▶ About this exercise
All pictures are to be excluded when the data below is output verbatim.

▶ Record set
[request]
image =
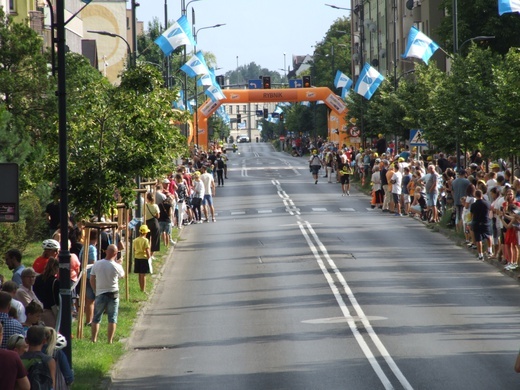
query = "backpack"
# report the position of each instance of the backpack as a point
(38, 373)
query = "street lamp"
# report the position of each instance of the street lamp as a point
(195, 32)
(336, 7)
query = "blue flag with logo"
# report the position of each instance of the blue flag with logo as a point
(196, 66)
(368, 81)
(342, 80)
(419, 46)
(177, 35)
(208, 79)
(507, 6)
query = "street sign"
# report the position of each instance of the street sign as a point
(298, 83)
(354, 131)
(416, 138)
(255, 84)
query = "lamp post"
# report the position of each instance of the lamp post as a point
(195, 33)
(336, 7)
(184, 8)
(238, 78)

▶ Problem solution
[request]
image =
query = "backpack"
# report the position of each instance of the backpack as a point
(38, 373)
query = "street lamp"
# report the position of each instance of the street lamp as a point
(195, 32)
(336, 7)
query = "blue flag with logo"
# report the position of each instance of the blue flag with logo as a point
(196, 66)
(368, 81)
(342, 80)
(419, 46)
(177, 35)
(208, 79)
(507, 6)
query = "street sign"
# report the position of each instance of the street sign as a point
(298, 83)
(354, 131)
(416, 138)
(255, 84)
query = "lamp post"
# report the position of each instance of the lamp post as a point
(195, 33)
(336, 7)
(184, 8)
(238, 78)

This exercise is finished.